Exercise description » Can you recast every line of the listing below as a numbered list, leaving out any blank lines?

Source material »
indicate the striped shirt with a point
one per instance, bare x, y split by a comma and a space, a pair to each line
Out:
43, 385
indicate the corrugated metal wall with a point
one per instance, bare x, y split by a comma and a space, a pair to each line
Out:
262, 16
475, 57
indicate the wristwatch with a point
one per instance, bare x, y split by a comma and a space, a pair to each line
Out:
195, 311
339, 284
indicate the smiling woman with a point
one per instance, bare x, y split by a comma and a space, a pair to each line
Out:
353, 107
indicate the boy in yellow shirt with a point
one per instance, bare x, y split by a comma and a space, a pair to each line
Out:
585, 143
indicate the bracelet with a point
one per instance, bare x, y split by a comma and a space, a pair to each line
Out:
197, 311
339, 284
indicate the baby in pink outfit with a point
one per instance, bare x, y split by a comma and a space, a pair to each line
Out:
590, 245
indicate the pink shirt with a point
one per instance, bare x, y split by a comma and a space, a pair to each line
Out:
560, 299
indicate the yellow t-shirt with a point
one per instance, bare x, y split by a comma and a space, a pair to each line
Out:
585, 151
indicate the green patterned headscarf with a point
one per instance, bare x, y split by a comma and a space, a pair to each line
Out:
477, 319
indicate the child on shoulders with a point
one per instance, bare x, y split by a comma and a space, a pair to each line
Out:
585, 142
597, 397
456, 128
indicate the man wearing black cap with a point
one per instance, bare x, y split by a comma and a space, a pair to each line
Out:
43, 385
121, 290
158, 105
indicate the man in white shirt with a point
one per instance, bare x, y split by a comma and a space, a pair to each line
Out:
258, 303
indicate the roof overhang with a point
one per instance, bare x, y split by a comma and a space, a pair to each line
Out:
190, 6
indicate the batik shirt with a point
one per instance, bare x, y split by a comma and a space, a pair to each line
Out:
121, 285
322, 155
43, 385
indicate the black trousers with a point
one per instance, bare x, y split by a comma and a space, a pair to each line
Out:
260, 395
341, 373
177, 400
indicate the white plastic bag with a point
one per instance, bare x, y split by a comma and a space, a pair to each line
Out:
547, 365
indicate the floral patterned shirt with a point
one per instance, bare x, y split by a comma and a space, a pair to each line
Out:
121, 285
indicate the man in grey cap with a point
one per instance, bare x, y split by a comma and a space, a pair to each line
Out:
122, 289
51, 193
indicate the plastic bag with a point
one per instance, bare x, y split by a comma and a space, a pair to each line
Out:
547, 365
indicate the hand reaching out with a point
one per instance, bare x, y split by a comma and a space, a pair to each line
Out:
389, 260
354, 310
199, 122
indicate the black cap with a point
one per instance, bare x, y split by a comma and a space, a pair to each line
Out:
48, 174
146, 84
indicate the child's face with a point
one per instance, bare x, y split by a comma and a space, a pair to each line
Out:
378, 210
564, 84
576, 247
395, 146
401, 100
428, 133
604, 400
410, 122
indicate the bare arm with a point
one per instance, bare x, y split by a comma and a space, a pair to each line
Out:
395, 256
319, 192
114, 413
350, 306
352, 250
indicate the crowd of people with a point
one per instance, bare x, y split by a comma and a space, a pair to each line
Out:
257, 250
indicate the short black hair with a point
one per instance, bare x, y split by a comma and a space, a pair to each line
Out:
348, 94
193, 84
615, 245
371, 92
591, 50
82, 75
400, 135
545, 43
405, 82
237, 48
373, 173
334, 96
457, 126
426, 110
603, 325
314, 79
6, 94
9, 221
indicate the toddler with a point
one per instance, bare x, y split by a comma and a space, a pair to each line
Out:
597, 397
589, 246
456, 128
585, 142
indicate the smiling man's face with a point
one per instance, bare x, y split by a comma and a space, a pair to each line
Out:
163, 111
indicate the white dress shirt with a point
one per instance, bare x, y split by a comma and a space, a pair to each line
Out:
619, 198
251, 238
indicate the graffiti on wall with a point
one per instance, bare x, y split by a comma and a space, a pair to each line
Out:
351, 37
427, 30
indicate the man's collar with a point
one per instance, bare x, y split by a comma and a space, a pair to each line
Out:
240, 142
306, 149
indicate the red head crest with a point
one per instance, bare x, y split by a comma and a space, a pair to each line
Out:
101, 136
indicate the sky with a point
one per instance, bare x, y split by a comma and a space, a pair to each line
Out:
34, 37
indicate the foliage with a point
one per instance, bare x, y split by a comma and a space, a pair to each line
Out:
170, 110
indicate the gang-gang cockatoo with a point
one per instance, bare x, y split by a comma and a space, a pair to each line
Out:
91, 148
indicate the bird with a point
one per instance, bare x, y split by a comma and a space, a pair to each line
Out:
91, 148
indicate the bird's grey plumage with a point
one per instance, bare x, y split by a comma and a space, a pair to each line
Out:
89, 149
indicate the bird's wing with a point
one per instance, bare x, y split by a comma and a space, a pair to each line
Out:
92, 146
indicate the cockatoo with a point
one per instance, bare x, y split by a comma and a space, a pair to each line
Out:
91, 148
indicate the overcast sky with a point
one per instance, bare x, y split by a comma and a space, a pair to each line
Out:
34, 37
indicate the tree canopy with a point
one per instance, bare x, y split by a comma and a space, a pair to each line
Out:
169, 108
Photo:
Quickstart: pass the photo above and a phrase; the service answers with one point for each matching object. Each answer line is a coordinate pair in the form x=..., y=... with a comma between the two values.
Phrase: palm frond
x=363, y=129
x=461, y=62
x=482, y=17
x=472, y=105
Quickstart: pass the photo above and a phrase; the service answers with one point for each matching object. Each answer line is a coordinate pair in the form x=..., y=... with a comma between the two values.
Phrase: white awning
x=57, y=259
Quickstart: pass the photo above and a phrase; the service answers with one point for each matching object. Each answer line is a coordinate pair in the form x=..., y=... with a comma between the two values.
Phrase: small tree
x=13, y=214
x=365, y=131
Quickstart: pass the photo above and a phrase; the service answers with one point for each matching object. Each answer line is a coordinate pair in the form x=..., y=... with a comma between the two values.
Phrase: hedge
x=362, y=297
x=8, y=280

Finished exercise »
1. indicate the striped shirt with a point
2. one per instance, bare x, y split by a comma and a space, a pair to each line
3. Out:
4. 43, 385
5. indicate the corrugated metal wall with a point
6. one per instance, bare x, y split by a comma and a space, a pair to each line
7. Out:
8. 262, 16
9. 475, 57
10. indicate the wristwatch with a point
11. one per instance, bare x, y split by a comma and a space, a pair to each line
12. Out:
13. 195, 311
14. 339, 284
15. indicate the smiling woman with a point
16. one per instance, bare x, y split by a comma and a space, a pair to each line
17. Out:
18. 353, 107
19. indicate the boy in yellow shirt with a point
20. one per instance, bare x, y split by a comma and a space, a pair to each line
21. Out:
22. 585, 143
23. indicate the bracelet with a point
24. one per instance, bare x, y split by a comma and a space, a pair to each line
25. Out:
26. 197, 311
27. 339, 284
28. indicate the baby in pink outfit with a point
29. one per instance, bare x, y split by a comma and a space, a pair to each line
30. Out:
31. 590, 245
32. indicate the pink shirt with a point
33. one per instance, bare x, y split by a comma and a space, a pair to each line
34. Out:
35. 560, 299
36. indicate the yellow t-shirt with a point
37. one per instance, bare x, y split by a comma and a space, a pair to each line
38. Out:
39. 585, 151
40. indicate the green patterned headscarf with a point
41. one per instance, bare x, y split by a comma and a space, a pair to each line
42. Out:
43. 477, 319
44. indicate the child on shoulders with a point
45. one per instance, bare x, y split by a comma and a space, a pair to each line
46. Out:
47. 585, 142
48. 597, 397
49. 456, 128
50. indicate the man wearing black cap with a point
51. one per instance, bare x, y split by a comma and a space, a pair to each line
52. Out:
53. 43, 385
54. 121, 290
55. 158, 105
56. indicate the man in white shirt with a point
57. one per instance, bare x, y split by a comma and a space, a pair to each line
58. Out:
59. 258, 303
60. indicate the roof overhang with a point
61. one per instance, bare x, y split by a comma and a space, a pair to each line
62. Out:
63. 190, 6
64. indicate the batik shirt with a point
65. one per instance, bare x, y split by a comma and a space, a pair to each line
66. Out:
67. 121, 285
68. 322, 155
69. 43, 385
70. indicate the black trousers with a point
71. one per instance, bare x, y split by a comma and a space, a pair to each line
72. Out:
73. 260, 395
74. 341, 373
75. 177, 400
76. indicate the white plastic bag with a point
77. one per instance, bare x, y split by a comma and a space, a pair to each line
78. Out:
79. 547, 365
80. indicate the floral patterned shirt with a point
81. one per instance, bare x, y split by a comma and a space, a pair to each line
82. Out:
83. 121, 285
84. indicate the man in grey cap with a point
85. one per instance, bare x, y split by a comma and a space, a pair to each line
86. Out:
87. 122, 289
88. 51, 193
89. indicate the plastic bag with a point
90. one per instance, bare x, y split by a comma and a space, a pair to each line
91. Out:
92. 547, 365
93. indicate the hand reaching out with a point
94. one per instance, bare x, y split by a comma and a space, a pair to each line
95. Out:
96. 389, 260
97. 354, 310
98. 199, 122
99. indicate the black cap with a point
100. one per instance, bare x, y split by a comma and a space, a pair to each line
101. Out:
102. 48, 174
103. 146, 84
104. indicate the child's face with a point
105. one per instance, bare x, y split by a comma and a space, a pair to each line
106. Out:
107. 378, 210
108. 564, 84
109. 576, 247
110. 395, 146
111. 401, 100
112. 428, 133
113. 604, 400
114. 410, 122
115. indicate the bare arm with a point
116. one per instance, bare x, y split by a comma and a space, a pair to each line
117. Out:
118. 395, 256
119. 319, 192
120. 114, 413
121. 350, 306
122. 352, 250
123. indicate the crowd of people with a point
124. one per instance, bare x, y split by a comma and a space, a pair to each line
125. Out:
126. 257, 250
127. indicate the short black hair with a point
128. one per instance, bare x, y split by a comma and a space, a pair to each line
129. Out:
130. 348, 94
131. 193, 84
132. 615, 245
133. 371, 92
134. 591, 50
135. 82, 75
136. 400, 135
137. 545, 43
138. 405, 82
139. 237, 48
140. 373, 173
141. 334, 96
142. 457, 126
143. 426, 110
144. 603, 325
145. 314, 79
146. 6, 94
147. 9, 221
148. indicate the toddler with a point
149. one per instance, bare x, y split by a comma and a space, a pair to each line
150. Out:
151. 597, 397
152. 589, 246
153. 456, 128
154. 585, 142
155. indicate the smiling man's face with a point
156. one per instance, bare x, y split by a comma and a space, a pair to each line
157. Out:
158. 163, 111
159. indicate the white dress shirt with a point
160. one per instance, bare x, y split by a comma and a space, a pair to each line
161. Out:
162. 619, 198
163. 251, 238
164. indicate the graffiti on wall with a point
165. one per instance, bare x, y split by a comma and a space, a pair to each line
166. Out:
167. 351, 37
168. 427, 30
169. indicate the man's collar with a point
170. one per instance, bare x, y split by a comma and a space, a pair to each line
171. Out:
172. 240, 142
173. 306, 149
174. indicate the red head crest with a point
175. one per instance, bare x, y split by a comma and a space, a pair to each line
176. Out:
177. 101, 136
178. indicate the sky with a point
179. one per instance, bare x, y split by a comma and a space, a pair to each line
180. Out:
181. 34, 37
182. indicate the foliage with a point
183. one per instance, bare x, y split by a comma and a space, a pair to each line
184. Out:
185. 170, 110
186. indicate the gang-gang cockatoo with a point
187. one per instance, bare x, y split by a comma and a space, a pair to each line
188. Out:
189. 91, 148
190. indicate the bird with a point
191. one per instance, bare x, y split by a comma and a space, a pair to each line
192. Out:
193. 91, 148
194. indicate the bird's grey plumage with a point
195. one per instance, bare x, y split by a comma and a space, a pair to each line
196. Out:
197. 89, 149
198. indicate the bird's wing with a point
199. one per instance, bare x, y split by a comma and a space, a pair to each line
200. Out:
201. 92, 146
202. indicate the cockatoo with a point
203. one per instance, bare x, y split by a comma and a space, a pair to each line
204. Out:
205. 91, 148
206. indicate the overcast sky with a point
207. one per instance, bare x, y split by a comma and a space, a pair to each line
208. Out:
209. 34, 37
210. indicate the tree canopy with a point
211. one per instance, bare x, y split by a comma and a space, a pair to each line
212. Out:
213. 169, 108
214. Photo:
215. Quickstart: pass the photo above and a phrase; the service answers with one point for each matching object. Each answer line is a coordinate pair in the form x=..., y=... with a comma between the two values.
216. Phrase: palm frond
217. x=363, y=129
218. x=461, y=62
219. x=482, y=17
220. x=472, y=105
221. Quickstart: pass the photo above and a phrase; the service answers with one point for each matching object. Each answer line is a coordinate pair in the form x=..., y=... with a comma between the two values.
222. Phrase: white awning
223. x=57, y=259
224. Quickstart: pass the photo above and a phrase; the service answers with one point for each matching object. Each answer line is a coordinate pair in the form x=..., y=... with a comma between the two values.
225. Phrase: small tree
226. x=13, y=214
227. x=365, y=131
228. Quickstart: pass the photo above and a phrase; the service answers with one point for each matching object. Each answer line is a coordinate pair in the form x=..., y=... with a comma between the two values.
229. Phrase: hedge
230. x=362, y=297
231. x=8, y=280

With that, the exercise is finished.